# Given task:
Recast the listing below as a JSON list of strings, with each line as its own string and blank lines omitted.

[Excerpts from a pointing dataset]
[start]

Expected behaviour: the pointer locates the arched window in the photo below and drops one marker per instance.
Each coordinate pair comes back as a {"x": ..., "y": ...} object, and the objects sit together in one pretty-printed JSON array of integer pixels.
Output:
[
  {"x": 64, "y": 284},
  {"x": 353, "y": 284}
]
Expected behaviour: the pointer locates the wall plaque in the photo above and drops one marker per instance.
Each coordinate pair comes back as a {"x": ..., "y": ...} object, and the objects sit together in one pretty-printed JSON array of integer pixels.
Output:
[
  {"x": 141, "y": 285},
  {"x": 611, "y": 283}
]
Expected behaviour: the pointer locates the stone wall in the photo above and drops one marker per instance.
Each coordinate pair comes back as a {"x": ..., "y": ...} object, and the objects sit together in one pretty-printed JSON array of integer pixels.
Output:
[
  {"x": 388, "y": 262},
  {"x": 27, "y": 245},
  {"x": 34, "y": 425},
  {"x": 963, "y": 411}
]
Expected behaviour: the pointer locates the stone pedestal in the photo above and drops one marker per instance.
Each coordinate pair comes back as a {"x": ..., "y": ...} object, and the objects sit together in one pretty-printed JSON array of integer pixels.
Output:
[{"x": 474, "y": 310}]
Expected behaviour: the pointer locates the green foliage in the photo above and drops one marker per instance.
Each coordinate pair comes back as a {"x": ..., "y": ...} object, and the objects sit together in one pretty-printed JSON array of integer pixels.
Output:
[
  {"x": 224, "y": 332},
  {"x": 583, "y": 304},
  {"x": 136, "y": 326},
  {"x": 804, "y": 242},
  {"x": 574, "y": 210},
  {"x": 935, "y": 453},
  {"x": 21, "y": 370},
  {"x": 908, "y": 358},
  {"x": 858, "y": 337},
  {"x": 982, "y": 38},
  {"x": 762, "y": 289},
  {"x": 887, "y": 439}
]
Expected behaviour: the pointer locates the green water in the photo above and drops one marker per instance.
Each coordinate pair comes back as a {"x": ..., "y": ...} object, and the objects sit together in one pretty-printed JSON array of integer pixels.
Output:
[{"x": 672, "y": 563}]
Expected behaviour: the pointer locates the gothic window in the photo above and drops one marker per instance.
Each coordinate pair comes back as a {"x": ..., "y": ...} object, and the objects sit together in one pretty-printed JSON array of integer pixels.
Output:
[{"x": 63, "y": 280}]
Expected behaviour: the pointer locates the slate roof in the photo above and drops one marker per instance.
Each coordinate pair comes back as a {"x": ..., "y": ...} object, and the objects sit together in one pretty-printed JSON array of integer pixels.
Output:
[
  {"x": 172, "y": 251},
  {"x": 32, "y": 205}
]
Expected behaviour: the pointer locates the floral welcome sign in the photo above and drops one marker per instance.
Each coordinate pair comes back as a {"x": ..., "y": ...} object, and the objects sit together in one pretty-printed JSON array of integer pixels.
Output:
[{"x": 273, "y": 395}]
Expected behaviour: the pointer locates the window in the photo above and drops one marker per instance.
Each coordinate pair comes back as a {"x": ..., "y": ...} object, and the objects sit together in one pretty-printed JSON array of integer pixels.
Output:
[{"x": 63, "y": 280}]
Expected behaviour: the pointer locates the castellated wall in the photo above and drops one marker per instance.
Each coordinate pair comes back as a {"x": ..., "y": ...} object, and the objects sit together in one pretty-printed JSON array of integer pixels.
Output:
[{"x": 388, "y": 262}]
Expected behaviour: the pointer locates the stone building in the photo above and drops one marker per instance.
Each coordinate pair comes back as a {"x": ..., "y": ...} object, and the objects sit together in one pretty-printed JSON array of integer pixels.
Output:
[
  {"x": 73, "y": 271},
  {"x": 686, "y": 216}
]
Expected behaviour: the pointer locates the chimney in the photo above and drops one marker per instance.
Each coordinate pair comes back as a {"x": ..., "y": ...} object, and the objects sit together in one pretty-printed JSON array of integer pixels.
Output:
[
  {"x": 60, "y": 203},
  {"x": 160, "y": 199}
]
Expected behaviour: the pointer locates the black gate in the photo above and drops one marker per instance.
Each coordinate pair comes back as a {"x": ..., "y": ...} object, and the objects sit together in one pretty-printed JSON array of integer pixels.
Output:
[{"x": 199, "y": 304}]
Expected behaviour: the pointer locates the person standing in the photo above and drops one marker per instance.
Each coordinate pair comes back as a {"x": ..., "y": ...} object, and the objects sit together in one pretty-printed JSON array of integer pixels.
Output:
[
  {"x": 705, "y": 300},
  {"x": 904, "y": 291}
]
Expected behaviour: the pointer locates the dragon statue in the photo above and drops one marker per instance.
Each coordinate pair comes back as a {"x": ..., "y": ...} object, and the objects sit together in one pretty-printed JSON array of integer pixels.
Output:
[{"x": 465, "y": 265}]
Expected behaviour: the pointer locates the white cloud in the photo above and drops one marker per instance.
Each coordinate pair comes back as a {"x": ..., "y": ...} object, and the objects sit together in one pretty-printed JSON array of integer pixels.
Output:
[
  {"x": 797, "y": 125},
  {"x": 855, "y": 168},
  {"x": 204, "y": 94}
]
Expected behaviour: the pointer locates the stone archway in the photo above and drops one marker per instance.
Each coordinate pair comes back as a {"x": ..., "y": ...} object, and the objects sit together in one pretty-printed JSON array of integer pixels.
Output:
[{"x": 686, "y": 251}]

[end]

# Result for this exercise:
[
  "Expected behaviour: the pointer locates the arched window in the photo below and drops one marker per instance.",
  "Each coordinate pair comes back as a {\"x\": ..., \"y\": ...} object, and the objects sit together in one pretty-printed JSON array of integer pixels.",
  "Output:",
  "[",
  "  {\"x\": 64, \"y\": 284},",
  "  {\"x\": 353, \"y\": 284}",
  "]",
  "Expected behaviour: the pointer locates the wall plaque in the photo above and drops one marker per instance.",
  "Each coordinate pair comes back as a {\"x\": ..., \"y\": ...} object, and the objects sit together in one pretty-printed JSON array of integer pixels.",
  "Output:",
  "[",
  "  {\"x\": 141, \"y\": 285},",
  "  {\"x\": 611, \"y\": 283}",
  "]",
  "Expected behaviour: the pointer locates the stone wall in the photo above and drops one marker per instance.",
  "Each coordinate pair comes back as a {\"x\": ..., \"y\": ...} object, and the objects sit together in one pretty-printed JSON array of integer pixels.",
  "Output:",
  "[",
  "  {\"x\": 388, \"y\": 262},",
  "  {\"x\": 27, \"y\": 245},",
  "  {\"x\": 34, \"y\": 425},",
  "  {\"x\": 963, \"y\": 411}",
  "]",
  "Expected behaviour: the pointer locates the stone pedestal in the photo above and drops one marker per instance.",
  "Each coordinate pair comes back as a {\"x\": ..., \"y\": ...} object, and the objects sit together in one pretty-printed JSON array of integer pixels.",
  "Output:",
  "[{\"x\": 474, \"y\": 310}]",
  "Expected behaviour: the pointer locates the green foliage in the photo above and drops one marker per instance.",
  "Each coordinate pair comes back as a {\"x\": ..., \"y\": ...} object, and the objects sit together in one pretty-printed JSON array of integer pixels.",
  "Output:",
  "[",
  "  {\"x\": 224, \"y\": 332},",
  "  {\"x\": 583, \"y\": 304},",
  "  {\"x\": 136, \"y\": 326},",
  "  {\"x\": 804, \"y\": 242},",
  "  {\"x\": 574, \"y\": 210},",
  "  {\"x\": 935, \"y\": 453},",
  "  {\"x\": 21, \"y\": 370},",
  "  {\"x\": 908, \"y\": 358},",
  "  {\"x\": 858, \"y\": 337},",
  "  {\"x\": 982, \"y\": 38},",
  "  {\"x\": 762, \"y\": 289},",
  "  {\"x\": 887, \"y\": 439}",
  "]",
  "Expected behaviour: the pointer locates the green water in the photo above and drops one marker per instance.",
  "Each coordinate pair comes back as a {\"x\": ..., \"y\": ...} object, and the objects sit together in one pretty-printed JSON array of integer pixels.",
  "Output:",
  "[{\"x\": 672, \"y\": 563}]",
  "Expected behaviour: the pointer locates the gothic window in the photo above and drops one marker per instance.",
  "Each coordinate pair comes back as a {\"x\": ..., \"y\": ...} object, and the objects sit together in one pretty-printed JSON array of integer pixels.",
  "Output:",
  "[{\"x\": 63, \"y\": 280}]",
  "Expected behaviour: the pointer locates the slate roof in the photo above and drops one marker per instance.",
  "Each coordinate pair comes back as a {\"x\": ..., \"y\": ...} object, and the objects sit together in one pretty-printed JSON array of integer pixels.",
  "Output:",
  "[",
  "  {\"x\": 172, \"y\": 251},",
  "  {\"x\": 32, \"y\": 205}",
  "]",
  "Expected behaviour: the pointer locates the floral welcome sign in the photo above and drops one marker per instance.",
  "Each coordinate pair comes back as a {\"x\": ..., \"y\": ...} object, and the objects sit together in one pretty-printed JSON array of integer pixels.",
  "Output:",
  "[{\"x\": 273, \"y\": 395}]",
  "Expected behaviour: the pointer locates the window in the photo above and drops one marker per instance.",
  "Each coordinate pair comes back as a {\"x\": ..., \"y\": ...} object, and the objects sit together in one pretty-printed JSON array of integer pixels.",
  "Output:",
  "[{\"x\": 63, \"y\": 280}]",
  "Expected behaviour: the pointer locates the castellated wall in the photo above and drops one marker per instance.",
  "Each coordinate pair comes back as a {\"x\": ..., \"y\": ...} object, and the objects sit together in one pretty-printed JSON array of integer pixels.",
  "Output:",
  "[{\"x\": 388, \"y\": 262}]",
  "Expected behaviour: the pointer locates the stone building in the photo above and drops one marker per instance.",
  "Each coordinate pair comes back as a {\"x\": ..., \"y\": ...} object, and the objects sit together in one pretty-printed JSON array of integer pixels.",
  "Output:",
  "[",
  "  {\"x\": 73, \"y\": 271},",
  "  {\"x\": 686, \"y\": 216}",
  "]",
  "Expected behaviour: the pointer locates the chimney in the photo above and drops one marker per instance.",
  "Each coordinate pair comes back as a {\"x\": ..., \"y\": ...} object, and the objects sit together in one pretty-printed JSON array of integer pixels.",
  "Output:",
  "[",
  "  {\"x\": 60, \"y\": 203},",
  "  {\"x\": 160, \"y\": 199}",
  "]",
  "Expected behaviour: the pointer locates the black gate in the photo above and drops one marker per instance.",
  "Each coordinate pair comes back as a {\"x\": ..., \"y\": ...} object, and the objects sit together in one pretty-printed JSON array of integer pixels.",
  "Output:",
  "[{\"x\": 199, \"y\": 304}]",
  "Expected behaviour: the pointer locates the person standing in the photo above and drops one marker per instance.",
  "Each coordinate pair comes back as a {\"x\": ..., \"y\": ...} object, and the objects sit together in one pretty-printed JSON array of integer pixels.",
  "Output:",
  "[",
  "  {\"x\": 705, \"y\": 300},",
  "  {\"x\": 904, \"y\": 291}",
  "]",
  "Expected behaviour: the pointer locates the dragon statue in the photo above and drops one marker per instance.",
  "Each coordinate pair comes back as a {\"x\": ..., \"y\": ...} object, and the objects sit together in one pretty-printed JSON array of integer pixels.",
  "Output:",
  "[{\"x\": 465, \"y\": 265}]",
  "Expected behaviour: the pointer locates the white cloud in the photo above and drops one marker per instance.",
  "Each coordinate pair comes back as a {\"x\": ..., \"y\": ...} object, and the objects sit together in one pretty-printed JSON array of integer pixels.",
  "Output:",
  "[",
  "  {\"x\": 797, \"y\": 125},",
  "  {\"x\": 855, \"y\": 168},",
  "  {\"x\": 204, \"y\": 94}",
  "]",
  "Expected behaviour: the pointer locates the stone archway in the photo above and drops one marker per instance.",
  "Each coordinate pair comes back as a {\"x\": ..., \"y\": ...} object, and the objects sit together in one pretty-printed JSON array of integer pixels.",
  "Output:",
  "[{\"x\": 686, \"y\": 251}]"
]